Complete the following —
a – Summarize the article on green parenting in two sentences.
b – Answer these questions using the article on green parenting:
(i) What should a baby's mattress be stuffed or padded with?
(ii) What are the names of the writer's two boys?
(iii) What material is suggested for toys from the grandparents?

====== Document excerpt

The Green Parent Trap

Don't drive yourself and others insane. Just set a good example.
woman hugging tree
©Can Stock Photo / 4774344sean

Let’s be honest. We parents can be a judgmental bunch. You need only go as far as an online discussion group for parents to find a bunch of us scolding each other for not holding up a magnifying glass to each food label, or for forgetting a plastic bag that one time. Our kids’ health is important to us. And so is the health of our planet. But how do we protect our kids and our earthly home without going insane, or driving each other to that end? And, how do we make sure our kids grow up to be good citizens of the earth, so there is a planet left to pass onto their own kids?

The greenest stuff

Something I find irksome about green parent culture is our emphasis on buying more "green" stuff. We know that shopping isn’t going to save the world, don’t we? In the interest of using less stuff, try to find reusable items, like diapers, bags, cups, and utensils, so you’re throwing less stuff away. And take advantage of all those cousins, brothers and sisters who have hand-me-down clothes that are probably barely worn. If the grandparents insist on buying toys, then ask for toys made out of natural materials, like wood, which will be less toxic, but will also last a lot longer than their plastic cousins while not ending up in a landfill.

If you buy one thing for your baby, it should be a new, non-toxic mattress. Your little guy or girl is spending a lot of time on that mattress, and you don’t want them to be inhaling its toxic fumes. Look for alternatives that are stuffed or padded with cotton or wool, and avoid PVC (polyvinyl chloride), which contains carcinogenic phthalates.

Go outside

This might seem like a no-brainer, but in order for your kids to have a passion for the environment, they need to know what’s at stake. I spend as much time outside with my two boys, Zack and Owain, as their freckled (conscientiously sunscreened) skin will allow. Sometimes this involves an annual camping and canoe trip, but sometimes it just involves getting dirty in the yard. Either way, spending a lot of time in nature helps our kids develop a love of how they feel when they’re outside, and gives them a chance to get to know some of the other creatures sharing our air, land, and water. Having some fun outside today could give them the reverence for nature to fight a highway development or oil pipeline tomorrow. Or, it might just help them remember that we are just one of many species on this planet, and that’s okay too.

============
====== Collected data

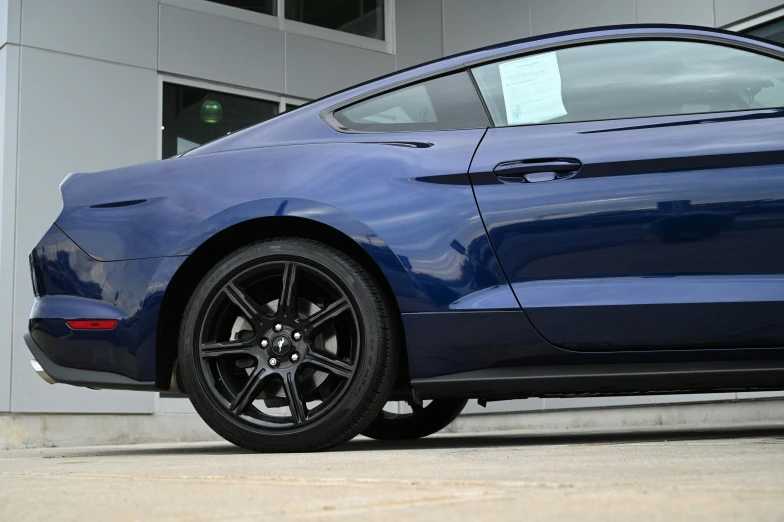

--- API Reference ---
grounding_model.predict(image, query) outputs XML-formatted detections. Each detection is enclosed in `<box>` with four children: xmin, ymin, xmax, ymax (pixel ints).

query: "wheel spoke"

============

Answers to the exercises —
a – The article says parents can be judgmental about green living, and it asks how to protect children and the planet without driving anyone insane. It advises using less stuff through reusables, hand-me-downs, natural toys and a non-toxic mattress, and it urges spending time outside so children grow to love nature.

b –
(i) Cotton or wool.
(ii) Zack and Owain.
(iii) Natural materials, like wood.